YOUR TASK: The required output consists solely of the lines from the line containing "of the off-road" through the end of the records, copied exactly.

— BEGIN PROVIDED RECORDS —

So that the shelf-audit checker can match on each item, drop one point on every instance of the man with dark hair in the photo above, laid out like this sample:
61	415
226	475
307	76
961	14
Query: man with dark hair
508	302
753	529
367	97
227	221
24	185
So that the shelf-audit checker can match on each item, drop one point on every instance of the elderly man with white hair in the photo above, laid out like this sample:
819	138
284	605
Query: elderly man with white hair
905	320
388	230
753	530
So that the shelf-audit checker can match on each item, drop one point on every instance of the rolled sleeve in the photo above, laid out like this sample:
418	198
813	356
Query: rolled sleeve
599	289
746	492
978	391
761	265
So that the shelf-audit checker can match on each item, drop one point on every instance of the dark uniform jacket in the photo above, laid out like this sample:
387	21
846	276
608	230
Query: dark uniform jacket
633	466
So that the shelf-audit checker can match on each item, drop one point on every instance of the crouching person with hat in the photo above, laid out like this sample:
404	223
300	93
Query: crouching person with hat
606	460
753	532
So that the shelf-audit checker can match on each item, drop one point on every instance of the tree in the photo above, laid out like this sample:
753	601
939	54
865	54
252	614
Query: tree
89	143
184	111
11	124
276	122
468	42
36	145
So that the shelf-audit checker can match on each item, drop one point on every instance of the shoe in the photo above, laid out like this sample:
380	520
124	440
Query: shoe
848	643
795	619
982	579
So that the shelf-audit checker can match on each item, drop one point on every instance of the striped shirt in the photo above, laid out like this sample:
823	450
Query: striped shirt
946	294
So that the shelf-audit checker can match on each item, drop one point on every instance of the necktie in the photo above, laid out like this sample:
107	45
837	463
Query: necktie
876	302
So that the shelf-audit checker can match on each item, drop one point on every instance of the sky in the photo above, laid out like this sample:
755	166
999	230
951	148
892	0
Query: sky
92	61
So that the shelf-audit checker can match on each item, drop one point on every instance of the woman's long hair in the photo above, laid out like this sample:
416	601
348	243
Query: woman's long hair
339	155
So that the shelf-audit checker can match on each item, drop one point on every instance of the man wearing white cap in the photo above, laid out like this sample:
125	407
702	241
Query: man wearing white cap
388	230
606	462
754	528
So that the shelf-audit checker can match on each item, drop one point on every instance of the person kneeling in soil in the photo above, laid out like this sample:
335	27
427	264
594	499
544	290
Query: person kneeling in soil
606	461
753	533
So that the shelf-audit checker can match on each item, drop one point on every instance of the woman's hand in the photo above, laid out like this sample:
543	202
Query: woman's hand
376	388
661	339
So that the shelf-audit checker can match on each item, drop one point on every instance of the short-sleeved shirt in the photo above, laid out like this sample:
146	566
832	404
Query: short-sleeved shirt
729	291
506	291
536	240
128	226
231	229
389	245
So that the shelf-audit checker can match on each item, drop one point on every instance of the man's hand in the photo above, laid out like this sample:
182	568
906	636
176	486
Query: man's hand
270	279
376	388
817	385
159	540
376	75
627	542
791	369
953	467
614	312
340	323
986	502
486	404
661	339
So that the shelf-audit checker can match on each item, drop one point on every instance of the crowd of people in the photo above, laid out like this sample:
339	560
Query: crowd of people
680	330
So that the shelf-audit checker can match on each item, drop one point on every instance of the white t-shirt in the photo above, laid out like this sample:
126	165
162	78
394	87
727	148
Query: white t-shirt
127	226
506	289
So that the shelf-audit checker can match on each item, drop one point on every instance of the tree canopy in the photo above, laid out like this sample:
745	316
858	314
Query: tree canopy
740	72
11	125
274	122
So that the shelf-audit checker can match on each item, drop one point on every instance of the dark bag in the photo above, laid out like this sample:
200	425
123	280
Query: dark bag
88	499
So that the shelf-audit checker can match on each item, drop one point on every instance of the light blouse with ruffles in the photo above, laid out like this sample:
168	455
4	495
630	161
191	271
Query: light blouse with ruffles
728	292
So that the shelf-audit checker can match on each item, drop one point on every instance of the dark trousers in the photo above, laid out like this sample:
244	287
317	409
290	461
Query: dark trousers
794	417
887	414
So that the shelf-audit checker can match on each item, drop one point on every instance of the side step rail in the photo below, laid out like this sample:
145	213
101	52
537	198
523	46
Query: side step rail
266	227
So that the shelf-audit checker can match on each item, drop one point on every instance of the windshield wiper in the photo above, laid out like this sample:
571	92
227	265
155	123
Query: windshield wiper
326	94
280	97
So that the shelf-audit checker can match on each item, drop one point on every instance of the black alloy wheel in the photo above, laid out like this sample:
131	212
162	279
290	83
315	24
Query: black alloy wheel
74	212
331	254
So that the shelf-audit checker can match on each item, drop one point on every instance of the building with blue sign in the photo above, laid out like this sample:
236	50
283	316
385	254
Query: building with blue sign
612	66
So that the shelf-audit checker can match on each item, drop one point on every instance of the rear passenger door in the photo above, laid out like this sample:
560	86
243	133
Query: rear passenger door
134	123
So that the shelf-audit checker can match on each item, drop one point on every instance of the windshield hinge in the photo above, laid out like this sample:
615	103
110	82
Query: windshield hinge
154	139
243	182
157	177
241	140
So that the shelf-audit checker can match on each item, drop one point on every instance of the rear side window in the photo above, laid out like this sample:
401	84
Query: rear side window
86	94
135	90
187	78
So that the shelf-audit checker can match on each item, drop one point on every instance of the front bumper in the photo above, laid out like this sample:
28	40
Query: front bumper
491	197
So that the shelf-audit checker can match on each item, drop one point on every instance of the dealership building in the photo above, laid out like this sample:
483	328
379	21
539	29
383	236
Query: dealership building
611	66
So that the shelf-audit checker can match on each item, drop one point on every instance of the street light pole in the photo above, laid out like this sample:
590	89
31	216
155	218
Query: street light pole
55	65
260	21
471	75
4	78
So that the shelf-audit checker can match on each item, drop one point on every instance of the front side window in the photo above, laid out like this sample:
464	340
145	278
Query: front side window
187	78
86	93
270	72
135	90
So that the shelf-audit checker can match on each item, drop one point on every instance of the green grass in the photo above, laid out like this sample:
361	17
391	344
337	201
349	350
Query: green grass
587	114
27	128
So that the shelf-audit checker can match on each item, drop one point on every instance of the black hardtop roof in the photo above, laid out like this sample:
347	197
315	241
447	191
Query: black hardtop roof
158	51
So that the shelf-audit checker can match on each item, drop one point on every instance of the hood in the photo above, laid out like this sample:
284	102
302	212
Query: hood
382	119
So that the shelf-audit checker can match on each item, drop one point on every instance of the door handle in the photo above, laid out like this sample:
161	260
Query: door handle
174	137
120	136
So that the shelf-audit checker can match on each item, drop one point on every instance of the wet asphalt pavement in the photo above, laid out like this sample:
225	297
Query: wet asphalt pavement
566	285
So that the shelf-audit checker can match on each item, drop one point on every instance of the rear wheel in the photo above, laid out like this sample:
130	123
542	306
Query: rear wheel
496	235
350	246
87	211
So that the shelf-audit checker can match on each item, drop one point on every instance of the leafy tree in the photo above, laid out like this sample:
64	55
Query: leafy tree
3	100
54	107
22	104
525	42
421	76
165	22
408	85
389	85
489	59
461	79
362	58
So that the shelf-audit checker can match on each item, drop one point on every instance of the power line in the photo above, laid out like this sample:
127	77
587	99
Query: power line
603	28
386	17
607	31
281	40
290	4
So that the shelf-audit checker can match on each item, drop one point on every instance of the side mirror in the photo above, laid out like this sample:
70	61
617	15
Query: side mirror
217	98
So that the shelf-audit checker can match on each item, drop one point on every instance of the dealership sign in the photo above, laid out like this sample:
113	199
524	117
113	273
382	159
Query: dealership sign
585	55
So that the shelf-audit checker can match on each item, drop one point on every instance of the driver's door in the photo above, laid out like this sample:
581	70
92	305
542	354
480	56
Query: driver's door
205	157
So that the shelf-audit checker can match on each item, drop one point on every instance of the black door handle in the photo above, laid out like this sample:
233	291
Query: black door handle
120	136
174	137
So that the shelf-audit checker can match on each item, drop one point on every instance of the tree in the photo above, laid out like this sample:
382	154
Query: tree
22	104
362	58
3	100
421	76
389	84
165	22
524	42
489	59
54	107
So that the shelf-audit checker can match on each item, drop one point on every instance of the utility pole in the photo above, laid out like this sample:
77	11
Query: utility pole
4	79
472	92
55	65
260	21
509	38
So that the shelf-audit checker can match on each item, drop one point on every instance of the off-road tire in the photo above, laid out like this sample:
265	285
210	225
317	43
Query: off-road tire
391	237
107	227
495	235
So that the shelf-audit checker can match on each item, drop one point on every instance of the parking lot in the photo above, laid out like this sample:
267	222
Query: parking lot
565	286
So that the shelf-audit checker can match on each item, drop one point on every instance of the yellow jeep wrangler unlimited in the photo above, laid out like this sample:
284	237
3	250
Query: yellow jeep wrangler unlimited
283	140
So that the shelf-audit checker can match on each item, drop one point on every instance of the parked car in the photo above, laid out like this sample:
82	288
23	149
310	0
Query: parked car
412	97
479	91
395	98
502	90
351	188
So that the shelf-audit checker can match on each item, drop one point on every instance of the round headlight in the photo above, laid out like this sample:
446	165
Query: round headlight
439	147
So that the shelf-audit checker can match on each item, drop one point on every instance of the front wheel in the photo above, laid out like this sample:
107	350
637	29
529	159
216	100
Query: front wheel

— END PROVIDED RECORDS —

SOLUTION BELOW:
So that the shelf-audit checker can match on each item, drop one point on every instance of the off-road tire in the photo above, laid out like this sample:
265	285
210	225
317	43
Query: off-road tire
391	237
107	227
495	235
So that the shelf-audit checker can match on each item, drop one point on every instance of the parking lot in the photo above, laid out like this sample:
267	222
Query: parking lot
565	286
So that the shelf-audit checker can match on each item, drop one point on every instance of the yellow jeep wrangler unlimited in the photo above, laid out like this sample:
284	237
3	250
Query: yellow jeep wrangler unlimited
283	140
So that the shelf-audit checker can match on each item, drop one point on every instance of the parked car in the photo above, laid out like this sample:
82	288
23	149
310	0
Query: parked car
412	97
479	91
395	98
502	90
351	188
So that the shelf-audit checker can match on each item, drop one point on every instance of the round headlight in the photo above, laid out like this sample:
446	165
Query: round headlight
439	147
So that the shelf-audit checker can match on each item, drop one point on every instance of the front wheel in the photo above, laid out like this sample:
107	350
637	29
529	159
216	100
Query: front wheel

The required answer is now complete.